== TASK OBJECTIVE ==
Pick out every line in the items below that contains the string "metal", and copy each one. Case counts.

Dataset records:
■ ■ ■ ■

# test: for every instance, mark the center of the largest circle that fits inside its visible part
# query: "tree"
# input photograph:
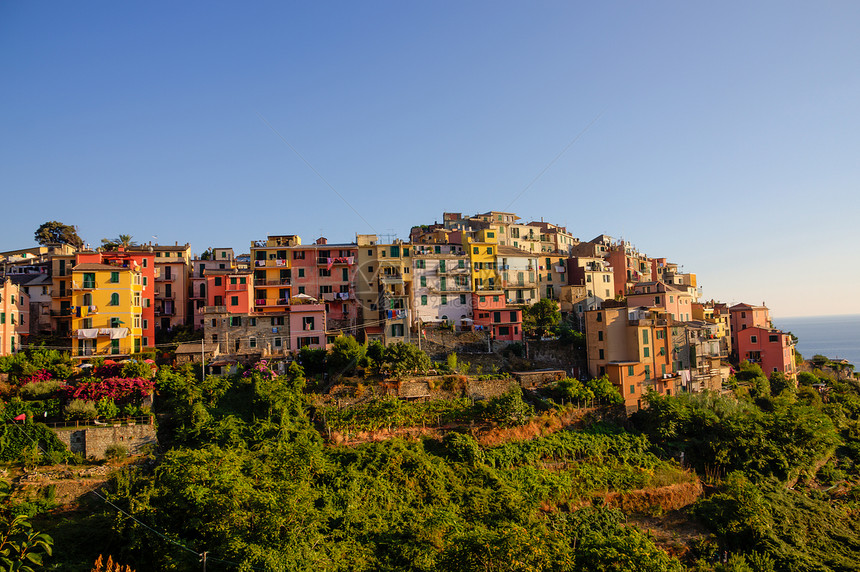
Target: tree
(346, 353)
(123, 240)
(53, 232)
(541, 317)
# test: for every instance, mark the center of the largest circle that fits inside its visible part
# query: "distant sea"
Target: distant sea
(831, 336)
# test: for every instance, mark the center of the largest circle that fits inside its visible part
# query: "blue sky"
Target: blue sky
(723, 137)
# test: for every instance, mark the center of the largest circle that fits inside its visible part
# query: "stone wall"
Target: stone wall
(93, 441)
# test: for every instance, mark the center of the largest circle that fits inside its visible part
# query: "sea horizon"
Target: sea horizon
(836, 336)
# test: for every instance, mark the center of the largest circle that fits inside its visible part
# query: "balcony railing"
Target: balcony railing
(214, 309)
(281, 282)
(349, 260)
(334, 296)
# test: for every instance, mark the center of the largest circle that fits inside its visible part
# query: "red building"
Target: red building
(770, 349)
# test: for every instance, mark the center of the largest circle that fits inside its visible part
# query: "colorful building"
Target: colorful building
(144, 263)
(633, 347)
(519, 271)
(107, 308)
(441, 285)
(217, 259)
(14, 316)
(172, 284)
(384, 287)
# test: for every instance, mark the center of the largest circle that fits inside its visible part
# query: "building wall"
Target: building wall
(94, 310)
(14, 316)
(93, 441)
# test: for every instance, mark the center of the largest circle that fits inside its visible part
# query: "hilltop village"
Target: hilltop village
(488, 395)
(644, 325)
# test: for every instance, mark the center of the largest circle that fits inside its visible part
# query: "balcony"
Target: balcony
(348, 260)
(335, 296)
(272, 263)
(214, 309)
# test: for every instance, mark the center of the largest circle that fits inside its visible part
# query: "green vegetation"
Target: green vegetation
(246, 473)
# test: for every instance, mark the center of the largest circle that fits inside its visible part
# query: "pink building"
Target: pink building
(307, 326)
(14, 316)
(676, 302)
(770, 349)
(231, 289)
(744, 316)
(491, 312)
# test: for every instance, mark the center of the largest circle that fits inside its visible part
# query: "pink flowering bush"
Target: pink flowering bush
(261, 368)
(119, 389)
(37, 376)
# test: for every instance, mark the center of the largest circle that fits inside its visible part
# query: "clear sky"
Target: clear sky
(722, 136)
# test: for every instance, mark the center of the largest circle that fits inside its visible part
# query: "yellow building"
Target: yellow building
(106, 308)
(272, 263)
(482, 256)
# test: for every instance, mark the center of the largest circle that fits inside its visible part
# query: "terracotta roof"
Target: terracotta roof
(98, 266)
(194, 347)
(505, 250)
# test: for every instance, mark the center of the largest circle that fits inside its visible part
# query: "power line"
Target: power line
(557, 157)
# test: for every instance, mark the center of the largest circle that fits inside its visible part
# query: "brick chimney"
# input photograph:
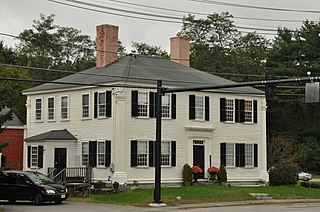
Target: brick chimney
(180, 50)
(107, 45)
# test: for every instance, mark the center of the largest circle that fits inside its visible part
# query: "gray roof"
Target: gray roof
(14, 122)
(143, 69)
(55, 135)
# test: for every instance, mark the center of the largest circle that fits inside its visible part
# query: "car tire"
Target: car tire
(38, 199)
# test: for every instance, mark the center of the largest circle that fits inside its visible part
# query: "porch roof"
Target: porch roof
(63, 135)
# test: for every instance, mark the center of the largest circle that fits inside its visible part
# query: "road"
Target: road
(92, 207)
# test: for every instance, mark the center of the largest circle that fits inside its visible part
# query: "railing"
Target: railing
(70, 174)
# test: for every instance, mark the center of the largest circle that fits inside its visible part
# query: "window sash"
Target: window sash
(142, 153)
(64, 107)
(230, 110)
(51, 108)
(143, 104)
(85, 153)
(230, 154)
(85, 106)
(34, 156)
(38, 109)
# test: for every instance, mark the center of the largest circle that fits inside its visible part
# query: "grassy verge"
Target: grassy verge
(201, 193)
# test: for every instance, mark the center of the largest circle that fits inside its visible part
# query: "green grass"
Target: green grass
(202, 193)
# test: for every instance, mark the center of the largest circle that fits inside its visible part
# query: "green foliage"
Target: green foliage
(222, 175)
(285, 173)
(187, 174)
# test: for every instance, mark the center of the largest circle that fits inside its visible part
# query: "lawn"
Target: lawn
(201, 193)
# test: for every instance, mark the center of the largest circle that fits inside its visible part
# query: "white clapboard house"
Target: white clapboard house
(104, 118)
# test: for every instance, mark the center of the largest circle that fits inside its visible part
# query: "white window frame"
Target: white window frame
(51, 110)
(249, 155)
(38, 109)
(101, 154)
(199, 108)
(34, 156)
(64, 108)
(85, 107)
(85, 153)
(248, 114)
(142, 153)
(166, 106)
(230, 110)
(102, 105)
(230, 155)
(143, 104)
(165, 153)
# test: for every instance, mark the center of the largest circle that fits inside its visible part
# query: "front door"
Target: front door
(60, 158)
(198, 157)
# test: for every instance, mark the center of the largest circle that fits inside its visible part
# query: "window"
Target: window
(230, 154)
(85, 106)
(38, 109)
(166, 106)
(248, 111)
(143, 104)
(101, 153)
(85, 153)
(165, 153)
(51, 108)
(229, 110)
(142, 153)
(239, 154)
(34, 156)
(64, 107)
(248, 154)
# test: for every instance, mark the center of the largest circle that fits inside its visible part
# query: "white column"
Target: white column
(119, 136)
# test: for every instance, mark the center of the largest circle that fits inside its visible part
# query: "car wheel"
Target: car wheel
(38, 199)
(58, 201)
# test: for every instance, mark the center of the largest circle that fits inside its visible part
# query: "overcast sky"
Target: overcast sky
(17, 15)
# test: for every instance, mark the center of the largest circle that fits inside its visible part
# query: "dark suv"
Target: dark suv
(36, 187)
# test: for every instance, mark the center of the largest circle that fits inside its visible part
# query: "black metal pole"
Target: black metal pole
(157, 190)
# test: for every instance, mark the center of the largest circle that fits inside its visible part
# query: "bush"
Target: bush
(187, 174)
(222, 175)
(285, 173)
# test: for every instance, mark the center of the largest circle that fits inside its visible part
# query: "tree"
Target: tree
(150, 50)
(218, 47)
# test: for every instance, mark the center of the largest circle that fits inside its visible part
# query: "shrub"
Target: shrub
(187, 174)
(285, 173)
(222, 175)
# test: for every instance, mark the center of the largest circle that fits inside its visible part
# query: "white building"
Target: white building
(106, 119)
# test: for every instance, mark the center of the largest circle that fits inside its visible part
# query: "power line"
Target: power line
(255, 7)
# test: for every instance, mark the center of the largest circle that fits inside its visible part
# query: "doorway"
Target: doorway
(60, 158)
(198, 155)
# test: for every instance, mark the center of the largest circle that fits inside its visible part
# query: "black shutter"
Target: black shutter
(222, 109)
(134, 152)
(173, 106)
(93, 153)
(95, 101)
(107, 158)
(192, 107)
(40, 156)
(223, 154)
(255, 111)
(29, 157)
(240, 156)
(108, 103)
(152, 105)
(173, 153)
(241, 111)
(134, 103)
(255, 156)
(207, 110)
(151, 153)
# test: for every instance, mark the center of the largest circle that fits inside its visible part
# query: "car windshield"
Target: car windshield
(40, 178)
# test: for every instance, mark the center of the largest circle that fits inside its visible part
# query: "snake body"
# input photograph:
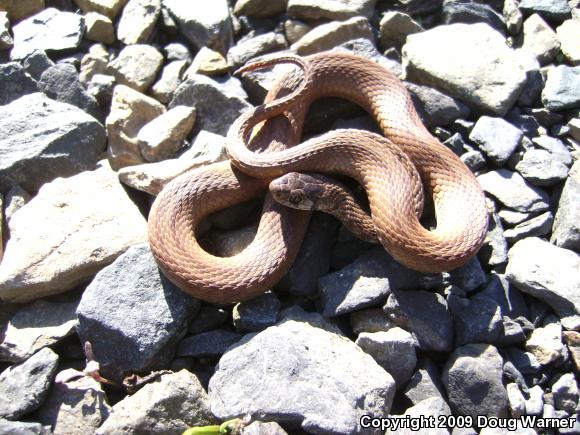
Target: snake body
(392, 169)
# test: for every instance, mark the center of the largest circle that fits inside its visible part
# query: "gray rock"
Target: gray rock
(330, 9)
(205, 344)
(562, 89)
(14, 82)
(489, 79)
(217, 106)
(473, 379)
(144, 300)
(289, 360)
(34, 377)
(566, 228)
(497, 138)
(61, 83)
(169, 405)
(426, 315)
(535, 227)
(257, 314)
(208, 24)
(49, 30)
(513, 191)
(547, 272)
(41, 139)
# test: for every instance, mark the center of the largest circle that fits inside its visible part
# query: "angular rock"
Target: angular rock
(497, 138)
(488, 78)
(216, 105)
(35, 326)
(513, 191)
(138, 21)
(71, 229)
(208, 24)
(546, 272)
(14, 83)
(162, 137)
(286, 360)
(49, 30)
(169, 405)
(330, 35)
(34, 377)
(130, 111)
(137, 66)
(41, 139)
(473, 379)
(144, 300)
(562, 89)
(566, 228)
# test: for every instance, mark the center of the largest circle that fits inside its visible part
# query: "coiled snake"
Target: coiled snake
(392, 169)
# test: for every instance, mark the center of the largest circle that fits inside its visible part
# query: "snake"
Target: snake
(396, 170)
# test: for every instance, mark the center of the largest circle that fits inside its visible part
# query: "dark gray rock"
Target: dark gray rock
(14, 82)
(33, 377)
(217, 107)
(426, 315)
(473, 379)
(41, 139)
(143, 300)
(211, 343)
(61, 83)
(288, 361)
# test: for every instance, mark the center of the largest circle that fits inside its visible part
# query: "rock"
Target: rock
(208, 344)
(546, 272)
(36, 326)
(71, 229)
(137, 66)
(287, 360)
(216, 105)
(75, 406)
(568, 35)
(170, 79)
(545, 343)
(562, 89)
(540, 39)
(169, 405)
(61, 83)
(99, 28)
(394, 29)
(565, 392)
(566, 228)
(14, 82)
(162, 137)
(330, 35)
(470, 13)
(513, 191)
(497, 138)
(557, 10)
(426, 315)
(130, 111)
(249, 48)
(49, 30)
(138, 21)
(34, 377)
(143, 298)
(473, 379)
(41, 139)
(110, 8)
(489, 78)
(207, 25)
(257, 314)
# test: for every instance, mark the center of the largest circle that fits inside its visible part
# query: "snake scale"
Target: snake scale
(265, 143)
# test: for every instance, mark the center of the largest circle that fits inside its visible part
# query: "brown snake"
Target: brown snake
(391, 169)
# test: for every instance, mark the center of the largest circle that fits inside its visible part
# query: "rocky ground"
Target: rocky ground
(103, 101)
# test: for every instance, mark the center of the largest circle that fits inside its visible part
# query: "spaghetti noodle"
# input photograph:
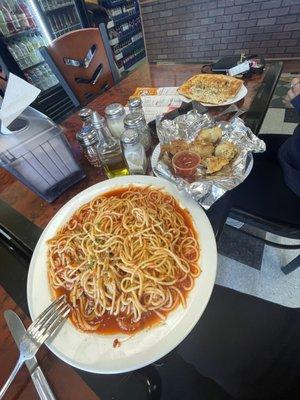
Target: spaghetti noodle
(125, 260)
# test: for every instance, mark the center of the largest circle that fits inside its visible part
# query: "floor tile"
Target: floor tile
(291, 115)
(273, 121)
(240, 247)
(268, 283)
(288, 128)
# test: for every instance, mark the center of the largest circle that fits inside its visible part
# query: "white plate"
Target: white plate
(95, 353)
(156, 153)
(239, 96)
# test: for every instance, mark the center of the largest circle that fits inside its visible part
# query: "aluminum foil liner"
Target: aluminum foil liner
(207, 189)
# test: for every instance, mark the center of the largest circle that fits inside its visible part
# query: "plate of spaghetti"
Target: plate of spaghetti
(136, 260)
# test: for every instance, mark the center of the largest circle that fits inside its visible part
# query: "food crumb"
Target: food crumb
(116, 343)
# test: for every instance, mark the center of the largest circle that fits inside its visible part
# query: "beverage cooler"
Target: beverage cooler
(27, 25)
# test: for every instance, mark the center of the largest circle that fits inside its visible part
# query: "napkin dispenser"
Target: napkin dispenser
(35, 151)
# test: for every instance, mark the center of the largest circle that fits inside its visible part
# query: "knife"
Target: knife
(18, 330)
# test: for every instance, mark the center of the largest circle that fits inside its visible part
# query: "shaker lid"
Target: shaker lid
(129, 136)
(85, 113)
(87, 137)
(135, 102)
(114, 110)
(134, 119)
(97, 119)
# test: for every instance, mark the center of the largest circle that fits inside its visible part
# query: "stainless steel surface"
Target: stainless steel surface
(134, 120)
(18, 330)
(129, 136)
(114, 110)
(40, 330)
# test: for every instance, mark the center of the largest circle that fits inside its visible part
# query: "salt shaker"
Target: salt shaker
(109, 150)
(134, 152)
(137, 122)
(88, 138)
(115, 114)
(135, 105)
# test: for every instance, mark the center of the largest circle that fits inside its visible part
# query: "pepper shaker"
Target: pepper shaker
(134, 152)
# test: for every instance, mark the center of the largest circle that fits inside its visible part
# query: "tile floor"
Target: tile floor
(255, 269)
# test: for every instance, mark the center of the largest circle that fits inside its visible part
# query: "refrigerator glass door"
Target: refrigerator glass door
(62, 16)
(24, 33)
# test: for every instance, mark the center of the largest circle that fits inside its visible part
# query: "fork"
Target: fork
(39, 331)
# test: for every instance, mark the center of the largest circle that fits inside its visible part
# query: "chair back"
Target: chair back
(82, 62)
(3, 82)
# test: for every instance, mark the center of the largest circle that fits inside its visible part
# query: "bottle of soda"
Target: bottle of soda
(12, 17)
(3, 27)
(31, 50)
(28, 14)
(8, 20)
(21, 16)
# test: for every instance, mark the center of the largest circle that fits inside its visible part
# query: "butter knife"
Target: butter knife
(18, 330)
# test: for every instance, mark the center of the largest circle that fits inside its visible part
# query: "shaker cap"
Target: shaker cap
(114, 110)
(129, 136)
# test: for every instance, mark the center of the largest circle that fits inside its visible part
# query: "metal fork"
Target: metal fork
(40, 330)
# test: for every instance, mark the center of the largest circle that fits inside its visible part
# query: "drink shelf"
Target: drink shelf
(58, 8)
(120, 20)
(25, 32)
(33, 65)
(126, 35)
(67, 29)
(112, 4)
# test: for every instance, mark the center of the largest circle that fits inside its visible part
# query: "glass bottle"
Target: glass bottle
(137, 121)
(115, 114)
(134, 152)
(109, 149)
(88, 138)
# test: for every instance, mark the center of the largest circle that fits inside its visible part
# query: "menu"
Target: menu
(157, 101)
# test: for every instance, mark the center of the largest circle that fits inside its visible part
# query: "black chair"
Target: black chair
(265, 202)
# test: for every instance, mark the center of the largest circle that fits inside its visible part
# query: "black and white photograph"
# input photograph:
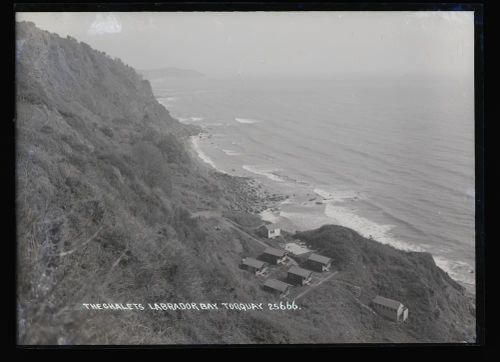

■ ■ ■ ■

== SOLUTION FOR THIS PROBLEM ==
# query: "black metal pole"
Target: black metal pole
# query: "metal fork"
Target: metal fork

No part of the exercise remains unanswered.